**Text shown:**
________________________________________
Jeff Mizanskey Set Free After Serving 21 Years. His Crime? Three Pot Charges


Originally released Sept. 8, 2015.

In 1996, Jeff Mizanskey was a dead man, sentenced to life without the possibility of parole because of three felony convictions. All were for non-violent, marijuana-related offenses. 

Mizanskey's three strikes included selling a small amount of pot to a relative, possessing less than three ounces in his home, and driving a friend to a motel to buy pot from an undercover officer.

That's it. No guns, no sales to children. For those offenses, he got a life sentence.

But thanks to the efforts of his lawyer, Dan Viets, as well as the American Civil Liberties Union (ACLU) and the Missouri drug reform group Show-Me Cannabis, Gov. Jay Nixon commuted Mizanskey's sentence, which allowed him to win parole.  

Last week, Mizanskey walked out of prison, a free man for the first time in 21 years. Reason TV was on hand to cover the press conference outside the Jefferson County Correctional Center, where Mizanskey spoke of his imprisonment as "cruel and unusal," and lamented that he spent a third of his life behind bars while watching child molesters "come and go and come again and go."
________________________________________
[Dataset excerpts]

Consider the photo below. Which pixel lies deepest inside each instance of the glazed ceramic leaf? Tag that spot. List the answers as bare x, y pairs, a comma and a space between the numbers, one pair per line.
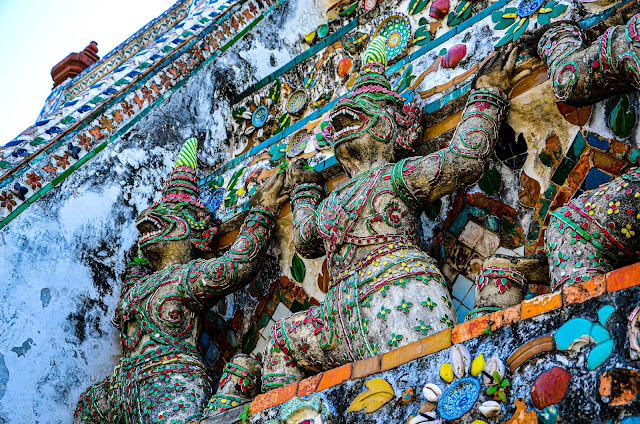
622, 118
543, 19
274, 92
416, 6
521, 30
379, 393
298, 269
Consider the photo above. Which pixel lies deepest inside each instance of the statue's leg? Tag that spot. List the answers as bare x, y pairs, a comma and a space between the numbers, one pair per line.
94, 405
504, 281
173, 390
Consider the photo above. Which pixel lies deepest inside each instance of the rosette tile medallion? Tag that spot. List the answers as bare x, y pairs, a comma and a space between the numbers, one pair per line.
396, 29
384, 291
459, 398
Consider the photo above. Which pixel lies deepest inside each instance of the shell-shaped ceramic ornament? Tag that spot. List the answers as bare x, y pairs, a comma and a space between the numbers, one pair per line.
490, 409
431, 392
460, 360
493, 364
424, 418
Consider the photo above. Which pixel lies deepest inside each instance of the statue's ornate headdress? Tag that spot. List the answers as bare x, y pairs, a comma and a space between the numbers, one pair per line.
372, 79
181, 190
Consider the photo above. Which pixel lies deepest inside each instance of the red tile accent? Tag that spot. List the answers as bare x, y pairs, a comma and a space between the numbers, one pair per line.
334, 377
287, 392
541, 304
308, 385
623, 278
264, 401
581, 292
365, 368
469, 330
434, 343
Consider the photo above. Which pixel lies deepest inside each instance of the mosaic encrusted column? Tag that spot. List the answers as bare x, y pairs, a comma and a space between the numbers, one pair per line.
585, 75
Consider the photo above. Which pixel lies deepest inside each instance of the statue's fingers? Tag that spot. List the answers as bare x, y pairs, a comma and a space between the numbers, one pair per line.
282, 199
511, 62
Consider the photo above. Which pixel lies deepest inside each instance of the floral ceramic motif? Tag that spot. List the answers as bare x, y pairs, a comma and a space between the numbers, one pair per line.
517, 18
396, 28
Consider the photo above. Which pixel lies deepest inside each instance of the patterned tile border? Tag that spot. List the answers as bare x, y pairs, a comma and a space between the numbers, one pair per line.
115, 116
119, 54
617, 280
193, 50
428, 108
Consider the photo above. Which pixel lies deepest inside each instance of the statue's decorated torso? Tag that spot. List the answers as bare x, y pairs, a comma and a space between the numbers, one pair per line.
364, 213
160, 309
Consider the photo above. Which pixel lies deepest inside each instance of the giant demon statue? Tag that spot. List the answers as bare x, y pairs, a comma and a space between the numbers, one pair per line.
161, 377
595, 232
384, 291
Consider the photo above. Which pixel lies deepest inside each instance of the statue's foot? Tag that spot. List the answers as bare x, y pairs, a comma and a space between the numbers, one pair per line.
239, 384
504, 281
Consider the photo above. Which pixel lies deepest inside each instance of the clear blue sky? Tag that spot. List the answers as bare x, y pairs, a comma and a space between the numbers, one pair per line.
37, 34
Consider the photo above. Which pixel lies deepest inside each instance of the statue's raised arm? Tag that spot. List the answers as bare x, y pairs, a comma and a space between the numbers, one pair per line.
162, 376
583, 74
213, 278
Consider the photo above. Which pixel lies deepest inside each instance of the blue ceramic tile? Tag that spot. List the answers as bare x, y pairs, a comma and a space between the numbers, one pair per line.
594, 178
596, 141
493, 223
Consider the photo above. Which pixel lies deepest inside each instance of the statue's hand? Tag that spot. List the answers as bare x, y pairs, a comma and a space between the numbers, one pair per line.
529, 40
270, 193
497, 72
299, 173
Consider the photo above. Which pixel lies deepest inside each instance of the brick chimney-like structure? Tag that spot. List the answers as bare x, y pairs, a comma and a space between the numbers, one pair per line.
75, 63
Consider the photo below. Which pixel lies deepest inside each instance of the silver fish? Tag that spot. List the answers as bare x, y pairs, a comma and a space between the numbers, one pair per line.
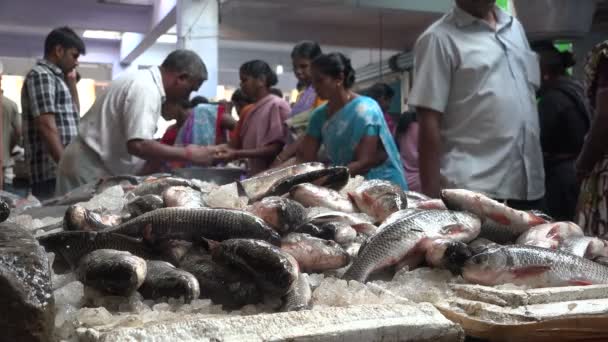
257, 187
550, 235
183, 197
299, 297
282, 214
310, 195
314, 255
585, 246
532, 266
164, 280
379, 199
403, 235
499, 222
113, 272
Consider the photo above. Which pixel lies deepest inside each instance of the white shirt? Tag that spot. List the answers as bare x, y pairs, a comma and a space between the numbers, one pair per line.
129, 110
483, 81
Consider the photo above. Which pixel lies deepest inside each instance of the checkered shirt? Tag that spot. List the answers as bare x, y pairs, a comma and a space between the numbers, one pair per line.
45, 91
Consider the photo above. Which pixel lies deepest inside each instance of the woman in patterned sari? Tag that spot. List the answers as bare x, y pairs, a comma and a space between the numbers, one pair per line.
592, 164
350, 127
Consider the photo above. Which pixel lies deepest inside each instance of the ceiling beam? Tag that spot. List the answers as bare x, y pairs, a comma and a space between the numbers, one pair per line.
134, 45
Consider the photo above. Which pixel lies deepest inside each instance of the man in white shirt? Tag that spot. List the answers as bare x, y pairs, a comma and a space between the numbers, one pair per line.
475, 96
116, 135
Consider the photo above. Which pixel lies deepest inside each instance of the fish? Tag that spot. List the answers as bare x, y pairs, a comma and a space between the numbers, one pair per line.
550, 235
436, 204
5, 210
113, 272
481, 244
585, 246
361, 222
71, 246
194, 224
335, 178
183, 197
143, 204
299, 297
310, 195
257, 187
164, 280
533, 267
314, 255
127, 182
157, 186
379, 199
403, 235
222, 284
274, 270
79, 218
282, 214
499, 222
26, 292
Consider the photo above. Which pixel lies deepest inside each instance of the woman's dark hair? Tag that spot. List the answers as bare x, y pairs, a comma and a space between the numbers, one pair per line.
381, 90
306, 49
258, 69
239, 97
555, 61
64, 37
198, 100
334, 64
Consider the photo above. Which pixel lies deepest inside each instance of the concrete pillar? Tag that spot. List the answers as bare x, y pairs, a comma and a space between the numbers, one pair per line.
198, 30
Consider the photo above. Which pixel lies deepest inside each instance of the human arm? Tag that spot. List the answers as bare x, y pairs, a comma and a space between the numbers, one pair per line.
154, 151
429, 148
71, 79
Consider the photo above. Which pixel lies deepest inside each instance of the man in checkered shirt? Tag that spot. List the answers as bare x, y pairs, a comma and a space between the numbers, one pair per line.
50, 108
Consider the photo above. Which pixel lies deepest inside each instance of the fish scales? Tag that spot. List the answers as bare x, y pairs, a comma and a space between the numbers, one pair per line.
403, 231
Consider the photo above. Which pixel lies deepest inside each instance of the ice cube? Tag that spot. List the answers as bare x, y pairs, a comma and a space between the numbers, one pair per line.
71, 294
91, 317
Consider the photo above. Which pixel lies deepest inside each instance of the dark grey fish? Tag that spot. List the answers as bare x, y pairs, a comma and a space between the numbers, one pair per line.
80, 218
220, 283
299, 297
143, 204
314, 255
159, 185
195, 224
164, 280
280, 213
405, 233
110, 271
70, 247
26, 294
258, 186
273, 270
332, 177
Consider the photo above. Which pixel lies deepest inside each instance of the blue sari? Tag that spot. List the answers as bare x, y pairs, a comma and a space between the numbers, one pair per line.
341, 134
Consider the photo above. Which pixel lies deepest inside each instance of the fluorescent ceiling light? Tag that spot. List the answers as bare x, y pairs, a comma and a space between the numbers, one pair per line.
167, 39
100, 34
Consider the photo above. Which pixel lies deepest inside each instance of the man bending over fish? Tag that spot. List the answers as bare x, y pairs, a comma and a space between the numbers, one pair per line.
474, 94
116, 135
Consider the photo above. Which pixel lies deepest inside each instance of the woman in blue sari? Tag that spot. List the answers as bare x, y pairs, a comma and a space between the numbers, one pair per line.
351, 127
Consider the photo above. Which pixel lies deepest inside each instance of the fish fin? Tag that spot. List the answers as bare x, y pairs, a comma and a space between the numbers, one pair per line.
147, 233
500, 219
530, 271
580, 282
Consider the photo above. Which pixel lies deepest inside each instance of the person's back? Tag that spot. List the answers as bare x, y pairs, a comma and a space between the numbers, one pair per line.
474, 93
50, 108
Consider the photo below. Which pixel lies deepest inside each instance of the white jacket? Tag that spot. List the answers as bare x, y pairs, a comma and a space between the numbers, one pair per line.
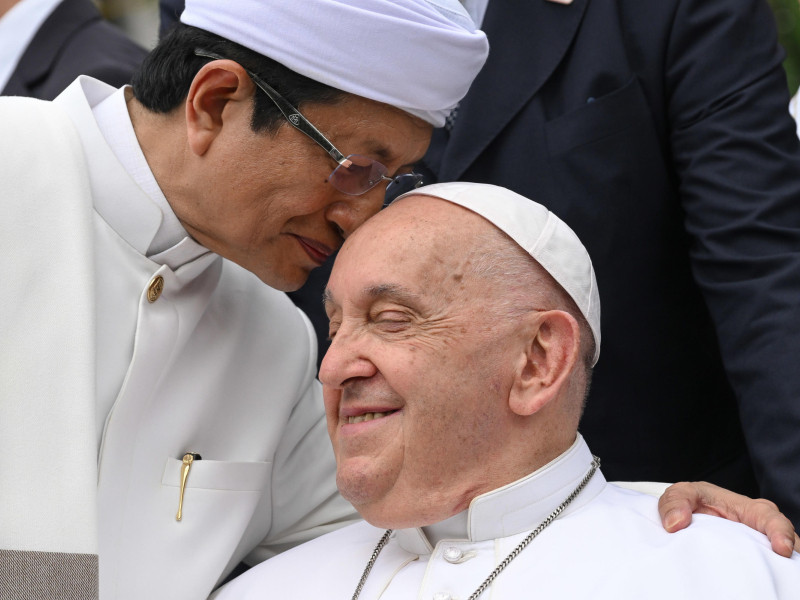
________________________________________
**Exercise 1:** From the article on Jeff Mizanskey, list the three offenses that made up his three strikes.
**Exercise 2:** In the article on Jeff Mizanskey, start at the words "In 1996, Jeff" and stop after "to win parole.". Reproduce that passage, changing each "pot" to "marijuana".

**Your solution 1:**
- Selling a small amount of pot to a relative
- Possessing less than three ounces in his home
- Driving a friend to a motel to buy pot from an undercover officer

**Your solution 2:**
In 1996, Jeff Mizanskey was a dead man, sentenced to life without the possibility of parole because of three felony convictions. All were for non-violent, marijuana-related offenses. 

Mizanskey's three strikes included selling a small amount of marijuana to a relative, possessing less than three ounces in his home, and driving a friend to a motel to buy marijuana from an undercover officer.

That's it. No guns, no sales to children. For those offenses, he got a life sentence.

But thanks to the efforts of his lawyer, Dan Viets, as well as the American Civil Liberties Union (ACLU) and the Missouri drug reform group Show-Me Cannabis, Gov. Jay Nixon commuted Mizanskey's sentence, which allowed him to win parole.